• EXERCISE DESCRIPTION:
Answer these questions from the commentary below.
1. In what season and year did Wladek Wagner's voyage start?
2. Which airline flew the writer into Beef Island?
3. Whose apartments did the writer stay in while meeting the seven-day residence requirement?

In my Aug. 17 commentary “Captain with VI links remembered,” I described how Polish sailor Wladek Wagner’s epic voyage to promote the reborn Poland started in summer 1931 when he recovered a boat from the sand at Gydnia, a new port on the Baltic Coast.
It was built after the obstruction of a shipment of armaments through a free port in a detached part of Germany which was within the Polish customs area. During a war with Russia (1919-1920), Poland tried unsuccessfully to free Ukraine from communist Russia. If Poland had not at least managed to secure its own borders, Mr. Wagner would not have built his boat.
An amusing incident after my own wedding on Tortola led me to discover my Virgin Islands family links with the Wagner family, 30 years later.
After my return to England from working for four years in Malawi, I had regularly mixed socially with Africans and West Indians, but my flight into Beef Island by Air BVI for my wedding marked my first trip to the Caribbean.
While fulfilling the obligatory seven days residence in the territory, I stayed opposite Road Town Methodist Church, in one of Aunt Norma Osborne’s Lagoon Plaza apartments. One day, I walked the main roads around the perimeter of Tortola, stopping to watch flocks of pelicans dive-bombing fish and passing the occasional donkey patiently standing still.

• DATA SECTION:
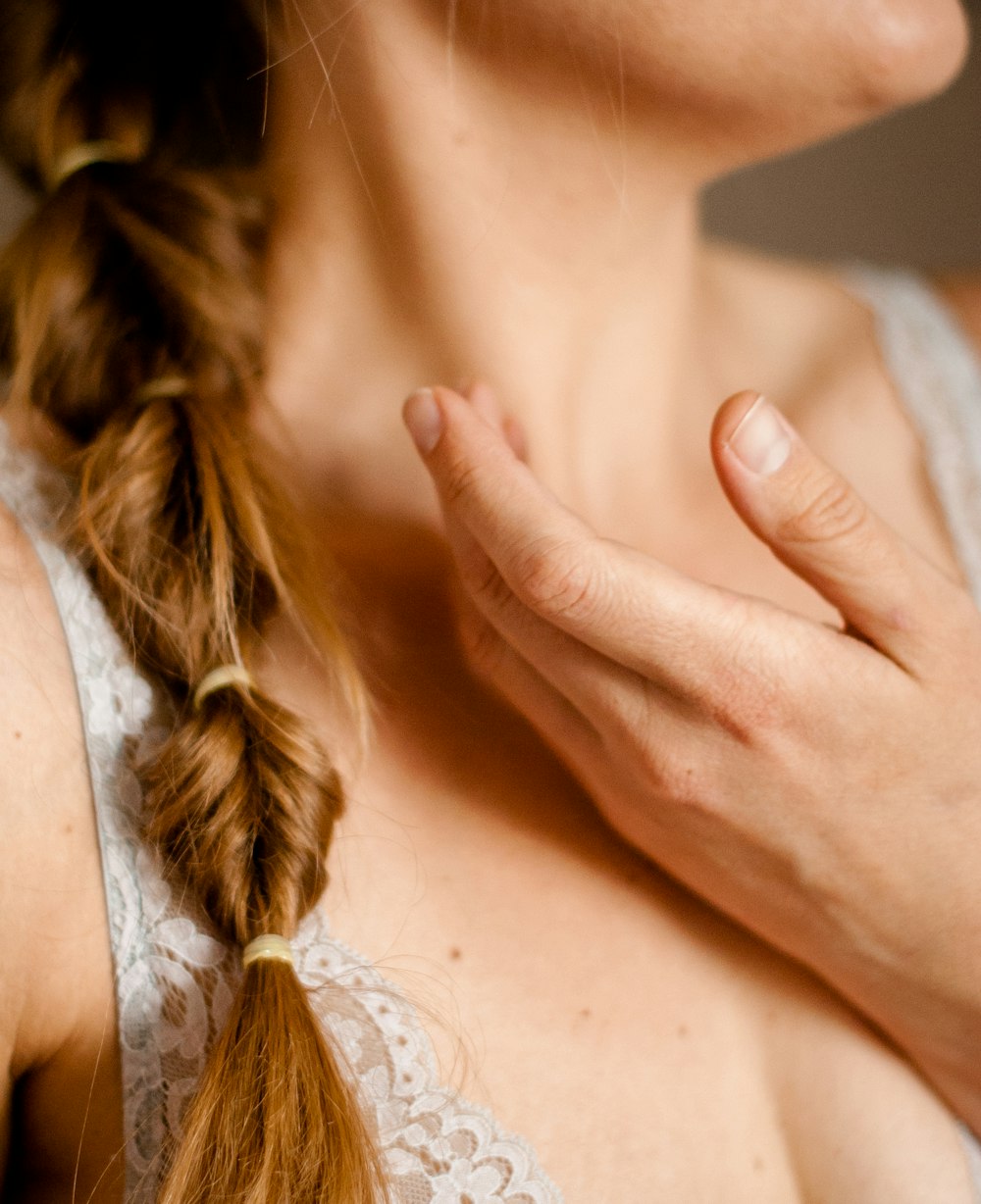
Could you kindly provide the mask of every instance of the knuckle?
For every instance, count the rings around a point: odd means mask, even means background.
[[[822,543],[860,536],[869,520],[865,503],[846,480],[830,476],[810,494],[803,507],[785,518],[777,535],[788,543]]]
[[[513,597],[489,556],[481,553],[460,565],[460,576],[471,597],[481,609],[497,613],[505,609]]]
[[[451,460],[446,466],[443,496],[450,507],[472,494],[480,479],[480,468],[464,458]]]
[[[598,609],[600,590],[581,545],[536,541],[516,561],[523,601],[546,619],[588,619]]]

• WRITTEN ANSWER:
1. Summer 1931
2. Air BVI
3. Aunt Norma Osborne's (her Lagoon Plaza apartments)